AP: In the mind of the doer. So, for us, an action is not merely a physical happening: it is much more psychological. It's a psychological event in which an end must be fulfilled. Something must be gained. Some purpose, some result must be achieved. In other words, the position of the actor must change. Action must result in improvement or betterment or fulfillment of the actor, the doer. So, something appears to move in the physical space, and along with that something else must also move in the so-called internal space.

As the legs climb a mountain, not only must the legs go up, not only must the body be taken up the mountain, something within must also rise. Something within must also improve its position. Something within must be now able to claim that it is better at the top of the mountain compared to when it was at the bottom of the mountain. Not only has the body been hauled up, self-worth too has been hauled up. Something internally too has gone up a few notches.

Action has taken place at two levels. At one level, there is the world; at the other level, there is the seer of the world, the subject, the individual ego. Though our action pertains to the outside, yet it is essentially meant to cater to the welfare of the inside. If you really know, for example, that a particular action is not going to result in an improvement of the ‘I-worth’, will you indulge in it? What determines the intensity with which one engages in any action? What determines one's interest and energy in any particular action?

Q: Ego?

AP: The promise of the quantum of self-improvement, the increase of self-worth that would result from that action. If something does not promise anything at all, if an action does not hold the hope of internal improvement, one feels very indifferent to that action.

One asks, "Why must I act?” One says, "What do I get out of it?"

And remember, it is not the result of physical action that one is seeking. One is seeking something else.

Let's say, you climb up a mountain, and on top of the mountain, there is a flower that you meet and a small restaurant where you can sip some hot coffee. These are the tangible, perceptible results of external action. I climbed up a mountain. What did I get? The flower and the coffee. But is it the flower and the coffee that one acts for? It may appear that physical action is resulting in the attainment of something physical, so the equation is neat. You work physically and you get something physical. But don't be deceived by this neatness. It is not so neat. What you're obtaining from physical action is something non-physical. That is the real pull. That is the bait.

You work for the entire month. At the end of the month, you get a salary check. The input-output equation appears to be balanced. 30 days you put in your work, and 30th day, you get the fruit of your work in the form of a salary check. But is it so neat? It is what that salary check means to you that matters. What kind of value does that hold internally? One wants to rise. One wants to feel a little better, improved, more complete, more fulfilled. The salary check by itself does not mean much. It is that which the salary check causes within that has meaning.

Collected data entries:
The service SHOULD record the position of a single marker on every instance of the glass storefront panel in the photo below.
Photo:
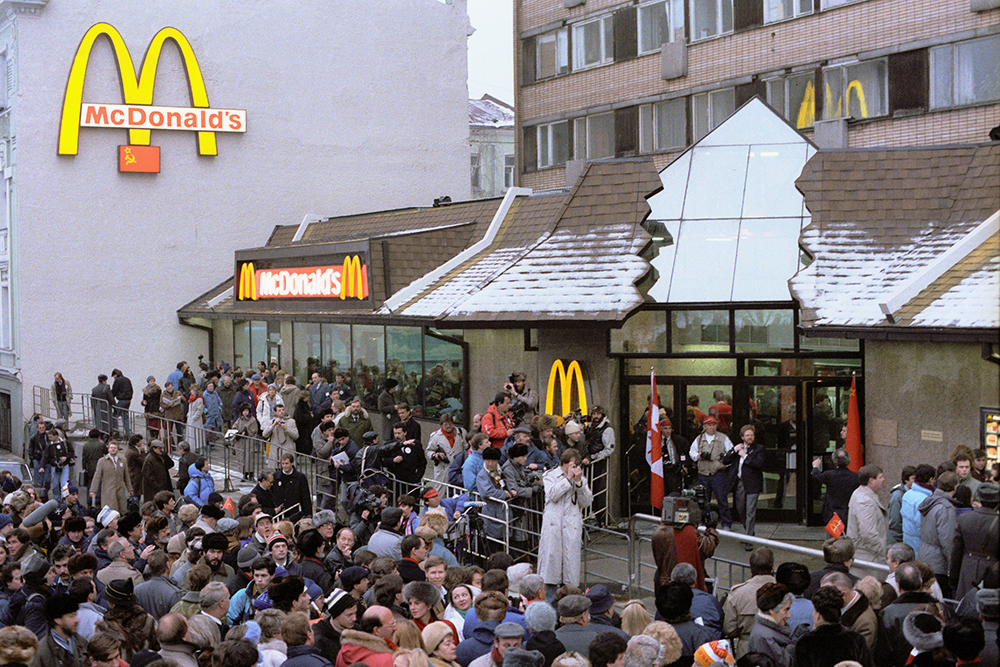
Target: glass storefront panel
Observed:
(828, 344)
(802, 367)
(764, 330)
(369, 363)
(646, 331)
(682, 367)
(773, 412)
(699, 331)
(337, 349)
(306, 350)
(258, 344)
(443, 372)
(403, 355)
(241, 345)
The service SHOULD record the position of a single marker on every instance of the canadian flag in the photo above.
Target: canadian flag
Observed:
(654, 446)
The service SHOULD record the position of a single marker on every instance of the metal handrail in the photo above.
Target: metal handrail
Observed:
(635, 564)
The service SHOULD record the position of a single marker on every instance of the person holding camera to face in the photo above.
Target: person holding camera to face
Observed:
(708, 450)
(523, 400)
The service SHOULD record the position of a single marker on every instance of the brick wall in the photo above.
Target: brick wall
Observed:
(843, 32)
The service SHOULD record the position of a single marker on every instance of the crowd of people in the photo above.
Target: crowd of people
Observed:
(167, 570)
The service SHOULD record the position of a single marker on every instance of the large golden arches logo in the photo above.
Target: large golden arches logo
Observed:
(566, 375)
(134, 90)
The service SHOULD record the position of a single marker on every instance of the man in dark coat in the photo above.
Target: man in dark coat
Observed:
(838, 552)
(840, 484)
(892, 647)
(101, 400)
(977, 545)
(291, 488)
(154, 476)
(830, 642)
(746, 465)
(121, 390)
(61, 646)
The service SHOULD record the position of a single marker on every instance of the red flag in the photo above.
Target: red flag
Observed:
(139, 159)
(853, 443)
(654, 447)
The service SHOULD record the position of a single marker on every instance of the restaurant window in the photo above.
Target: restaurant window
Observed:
(710, 109)
(710, 18)
(403, 362)
(794, 97)
(779, 10)
(966, 72)
(858, 90)
(594, 137)
(663, 125)
(441, 387)
(553, 144)
(593, 42)
(368, 371)
(552, 54)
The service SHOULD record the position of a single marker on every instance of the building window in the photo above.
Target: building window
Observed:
(779, 10)
(965, 73)
(710, 109)
(663, 125)
(794, 97)
(710, 18)
(476, 172)
(552, 54)
(858, 90)
(553, 144)
(594, 137)
(6, 330)
(660, 22)
(593, 43)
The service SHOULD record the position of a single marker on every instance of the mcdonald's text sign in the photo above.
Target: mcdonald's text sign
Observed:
(565, 376)
(347, 281)
(136, 114)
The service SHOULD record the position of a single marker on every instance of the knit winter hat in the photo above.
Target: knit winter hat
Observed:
(923, 630)
(519, 657)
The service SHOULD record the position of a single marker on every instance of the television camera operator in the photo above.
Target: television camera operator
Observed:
(678, 540)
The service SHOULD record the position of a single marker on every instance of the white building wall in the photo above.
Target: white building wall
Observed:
(351, 107)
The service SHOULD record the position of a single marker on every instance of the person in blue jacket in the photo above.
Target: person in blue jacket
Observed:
(200, 483)
(923, 486)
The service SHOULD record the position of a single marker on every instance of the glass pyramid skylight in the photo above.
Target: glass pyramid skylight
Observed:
(732, 211)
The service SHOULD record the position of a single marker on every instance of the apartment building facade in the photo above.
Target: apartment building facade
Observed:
(614, 78)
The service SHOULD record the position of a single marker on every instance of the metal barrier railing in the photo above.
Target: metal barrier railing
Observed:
(235, 456)
(714, 565)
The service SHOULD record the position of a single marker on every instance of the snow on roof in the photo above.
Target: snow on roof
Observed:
(488, 111)
(880, 219)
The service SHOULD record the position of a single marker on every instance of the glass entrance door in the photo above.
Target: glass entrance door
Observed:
(825, 420)
(774, 411)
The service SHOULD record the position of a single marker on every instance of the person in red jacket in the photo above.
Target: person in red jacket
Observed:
(496, 422)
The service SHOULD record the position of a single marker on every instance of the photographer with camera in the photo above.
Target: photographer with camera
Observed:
(404, 457)
(677, 539)
(524, 401)
(709, 449)
(497, 423)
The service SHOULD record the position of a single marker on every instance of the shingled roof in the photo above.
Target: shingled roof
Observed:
(882, 221)
(568, 258)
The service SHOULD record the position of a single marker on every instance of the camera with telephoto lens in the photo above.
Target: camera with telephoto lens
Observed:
(689, 506)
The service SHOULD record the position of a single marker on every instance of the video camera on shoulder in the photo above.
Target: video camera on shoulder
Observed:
(689, 506)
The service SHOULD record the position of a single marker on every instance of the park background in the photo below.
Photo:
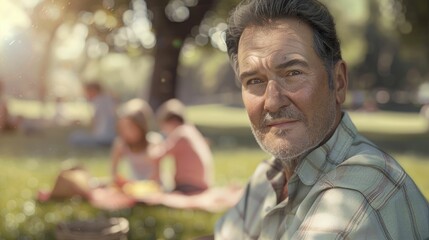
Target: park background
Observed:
(158, 49)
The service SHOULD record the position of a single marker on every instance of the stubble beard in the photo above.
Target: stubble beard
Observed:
(313, 137)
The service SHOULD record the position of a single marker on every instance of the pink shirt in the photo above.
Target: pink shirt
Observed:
(192, 156)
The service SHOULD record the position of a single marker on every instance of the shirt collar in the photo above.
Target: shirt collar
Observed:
(327, 156)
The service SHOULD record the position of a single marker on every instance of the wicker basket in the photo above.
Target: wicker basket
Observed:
(105, 229)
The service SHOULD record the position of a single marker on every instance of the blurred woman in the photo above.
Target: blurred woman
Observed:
(132, 143)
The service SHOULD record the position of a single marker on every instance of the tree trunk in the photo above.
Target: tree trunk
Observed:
(170, 38)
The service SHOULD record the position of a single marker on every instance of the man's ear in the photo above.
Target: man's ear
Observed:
(341, 80)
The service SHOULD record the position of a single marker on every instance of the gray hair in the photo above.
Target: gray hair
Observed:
(261, 12)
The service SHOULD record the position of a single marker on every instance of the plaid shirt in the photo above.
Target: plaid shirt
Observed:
(345, 189)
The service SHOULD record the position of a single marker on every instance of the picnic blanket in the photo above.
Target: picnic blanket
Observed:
(215, 199)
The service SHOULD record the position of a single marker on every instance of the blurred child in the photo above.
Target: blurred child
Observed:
(103, 122)
(190, 150)
(132, 143)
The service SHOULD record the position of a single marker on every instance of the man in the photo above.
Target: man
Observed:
(325, 180)
(103, 122)
(191, 153)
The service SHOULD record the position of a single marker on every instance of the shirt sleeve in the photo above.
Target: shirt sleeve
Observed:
(341, 214)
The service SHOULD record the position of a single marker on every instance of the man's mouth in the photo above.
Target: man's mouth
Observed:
(281, 123)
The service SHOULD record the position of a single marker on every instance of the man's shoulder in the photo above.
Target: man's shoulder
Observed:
(376, 175)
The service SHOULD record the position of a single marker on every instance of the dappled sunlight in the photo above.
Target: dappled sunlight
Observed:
(390, 122)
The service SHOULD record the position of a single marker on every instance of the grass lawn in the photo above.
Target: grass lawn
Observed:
(31, 162)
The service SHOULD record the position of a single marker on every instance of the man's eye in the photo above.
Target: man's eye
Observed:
(253, 82)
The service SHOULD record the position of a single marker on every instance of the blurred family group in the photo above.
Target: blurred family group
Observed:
(129, 130)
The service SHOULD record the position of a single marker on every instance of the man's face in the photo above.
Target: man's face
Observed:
(285, 88)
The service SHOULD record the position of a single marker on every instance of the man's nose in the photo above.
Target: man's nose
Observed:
(275, 97)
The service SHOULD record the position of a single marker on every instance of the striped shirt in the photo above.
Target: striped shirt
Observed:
(345, 189)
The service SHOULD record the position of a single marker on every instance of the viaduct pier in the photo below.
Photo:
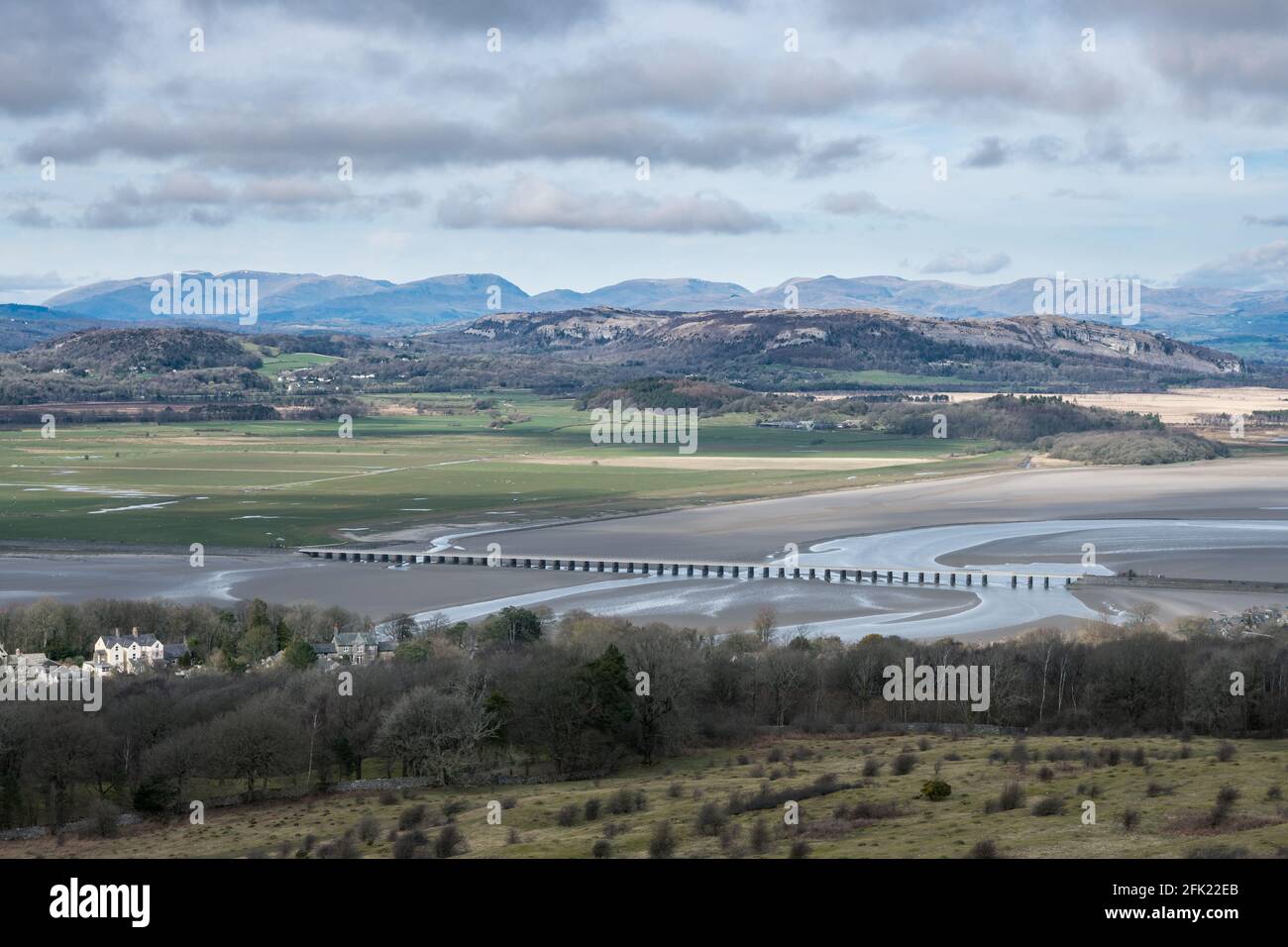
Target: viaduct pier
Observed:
(690, 569)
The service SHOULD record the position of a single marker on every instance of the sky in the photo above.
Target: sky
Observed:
(576, 144)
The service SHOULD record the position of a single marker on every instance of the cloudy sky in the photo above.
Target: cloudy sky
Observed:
(780, 140)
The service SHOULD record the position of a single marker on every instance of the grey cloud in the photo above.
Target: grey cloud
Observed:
(24, 282)
(531, 202)
(1100, 147)
(840, 155)
(185, 196)
(31, 217)
(862, 204)
(1260, 268)
(394, 142)
(1076, 195)
(52, 54)
(979, 76)
(991, 153)
(399, 16)
(967, 262)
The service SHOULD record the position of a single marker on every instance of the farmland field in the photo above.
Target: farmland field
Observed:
(1170, 784)
(254, 483)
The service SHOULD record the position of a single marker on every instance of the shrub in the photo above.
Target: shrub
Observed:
(102, 819)
(903, 764)
(1218, 852)
(411, 817)
(662, 844)
(450, 841)
(936, 789)
(369, 828)
(711, 818)
(1010, 797)
(1048, 805)
(344, 847)
(407, 844)
(621, 802)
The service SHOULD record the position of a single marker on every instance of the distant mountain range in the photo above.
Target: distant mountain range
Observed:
(353, 303)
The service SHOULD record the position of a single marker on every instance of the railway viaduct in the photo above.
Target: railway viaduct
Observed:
(875, 575)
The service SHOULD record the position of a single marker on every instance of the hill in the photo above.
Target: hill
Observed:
(309, 300)
(26, 325)
(842, 350)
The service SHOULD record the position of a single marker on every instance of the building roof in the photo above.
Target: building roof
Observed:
(347, 639)
(127, 641)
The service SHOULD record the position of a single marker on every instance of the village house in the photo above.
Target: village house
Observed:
(129, 654)
(362, 647)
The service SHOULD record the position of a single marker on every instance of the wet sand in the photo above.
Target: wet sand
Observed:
(1232, 489)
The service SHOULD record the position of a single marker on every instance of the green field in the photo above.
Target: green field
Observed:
(900, 822)
(290, 361)
(250, 483)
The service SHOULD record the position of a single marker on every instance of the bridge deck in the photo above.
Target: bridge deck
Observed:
(702, 569)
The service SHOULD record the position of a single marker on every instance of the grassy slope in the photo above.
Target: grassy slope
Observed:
(926, 830)
(299, 480)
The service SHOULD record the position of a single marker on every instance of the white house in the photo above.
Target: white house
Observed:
(128, 654)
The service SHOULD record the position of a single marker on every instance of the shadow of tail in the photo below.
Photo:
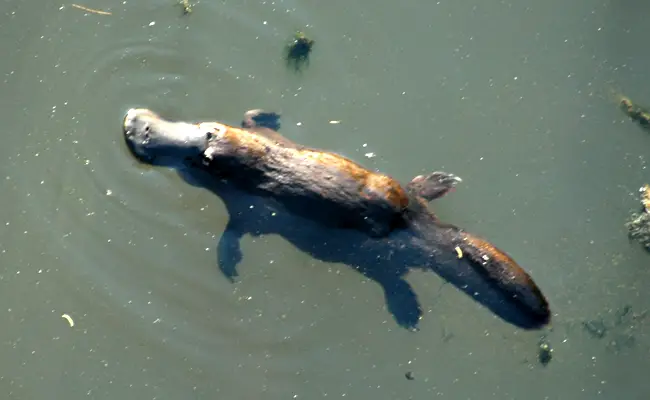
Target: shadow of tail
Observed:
(502, 271)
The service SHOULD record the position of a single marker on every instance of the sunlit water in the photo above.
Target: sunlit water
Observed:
(519, 99)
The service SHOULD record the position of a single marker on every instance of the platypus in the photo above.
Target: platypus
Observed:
(341, 196)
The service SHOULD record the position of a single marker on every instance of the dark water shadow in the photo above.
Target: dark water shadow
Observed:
(385, 261)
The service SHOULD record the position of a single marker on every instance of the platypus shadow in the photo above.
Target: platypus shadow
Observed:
(384, 260)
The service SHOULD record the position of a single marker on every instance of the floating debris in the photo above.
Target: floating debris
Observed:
(639, 224)
(187, 7)
(638, 114)
(459, 252)
(69, 319)
(297, 52)
(91, 10)
(544, 352)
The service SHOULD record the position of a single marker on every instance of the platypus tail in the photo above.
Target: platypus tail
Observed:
(501, 270)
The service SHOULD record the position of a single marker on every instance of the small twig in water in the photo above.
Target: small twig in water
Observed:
(90, 10)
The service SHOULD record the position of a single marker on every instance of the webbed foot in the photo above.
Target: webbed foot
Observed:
(434, 185)
(261, 119)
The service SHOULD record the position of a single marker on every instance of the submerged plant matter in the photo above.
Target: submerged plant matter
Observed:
(639, 224)
(298, 50)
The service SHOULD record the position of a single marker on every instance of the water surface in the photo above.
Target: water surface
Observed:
(516, 98)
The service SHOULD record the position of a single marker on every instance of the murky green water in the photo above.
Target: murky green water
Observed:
(516, 98)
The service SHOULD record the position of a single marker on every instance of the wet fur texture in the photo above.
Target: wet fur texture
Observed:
(338, 211)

The problem
Quote the passage on action and self-worth from "AP: In the mind" up to and including "so-called internal space.". Work only from the passage on action and self-worth.

Exercise response
AP: In the mind of the doer. So, for us, an action is not merely a physical happening: it is much more psychological. It's a psychological event in which an end must be fulfilled. Something must be gained. Some purpose, some result must be achieved. In other words, the position of the actor must change. Action must result in improvement or betterment or fulfillment of the actor, the doer. So, something appears to move in the physical space, and along with that something else must also move in the so-called internal space.